------ Extrait source
Ressortissant béninois et vivant en France où il vit depuis des années, Amzat Boukari-Yabara est un historien spécialiste du continent africain. Il s’est inscrit depuis plusieurs années dans le mouvement historique et politique du panafricanisme. Professeur reconnu dans plusieurs universités africaines, point n’est besoin d’évoquer la perspicacité qu’il développe dans ses idées. Africaho vous plonge dans l’intelligence de cette interview.
Africaho: Dr Amzat Boukari-Yabara, les pays africains ont surtout été marqués ces dix dernières années par un regain d’activités conduites par de nombreux leaders panafricains. C’est quoi l’historique du panafricanisme ? Le mouvement est né comment ?
Amzat Boukari-Yabara: Le panafricanisme est né parmi les Africains déportés et réduits en esclavage dans les Amériques. Son lieu de naissance politique est la révolution de Saint-Domingue et l’indépendance d’Haïti le 1er janvier 1804, qui marque l’avènement d’un Etat moderne et contemporain dirigé par des Africains. Depuis Haïti, un mouvement de solidarité pan-nègre se développe contre l’esclavage et le racisme. A la fin du 19ème siècle, avec les abolitions de l’esclavage, les Noirs vivants dans les Amériques constatent que leur situation et leur véritable libération est liée au destin de l’Afrique qui, au même moment, tombe sous la colonisation européenne, colonisation que le militant panafricaniste du Dahomey Kodjo Tovalou Houenou appelle un « esclavage à domicile ».
C’est depuis l’Ethiopie de Ménélik II que la résistance anticoloniale survient et des intellectuels haïtiens comme Bénito Sylvain et Anténor Firmin, trinidadien comme Henry Sylvester-Williams et George Padmore, jamaïcain comme Marcus Garvey ou noir américain comme WEB DuBois, vont organiser des conférences, des congrès et des conventions dans la première moitié du 20ème siècle. Leur objectif est de dénoncer le racisme et le colonialisme, ainsi que le capitalisme occidental, en prenant notamment pour cas d’école l’Afrique du Sud et le Congo Belge. En parallèle à ces congrès, toute une société civile panafricaniste se constitue avec des intellectuels, des artistes, des syndicalistes, des journalistes, des étudiants, des anciens combattants, des femmes et hommes d’affaires, des chefs religieux et traditionnels.
------------
------ Données brutes
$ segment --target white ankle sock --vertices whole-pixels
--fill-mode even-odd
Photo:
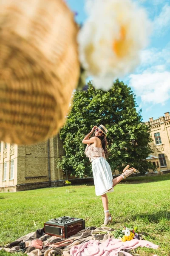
------------
Recopiez mot pour mot le passage de l'entretien sur le panafricanisme qui commence aux mots "Africaho: Dr Amzat" et s'arrête après les mots "né comment ?".

Réponse attendue:
Africaho: Dr Amzat Boukari-Yabara, les pays africains ont surtout été marqués ces dix dernières années par un regain d’activités conduites par de nombreux leaders panafricains. C’est quoi l’historique du panafricanisme ? Le mouvement est né comment ?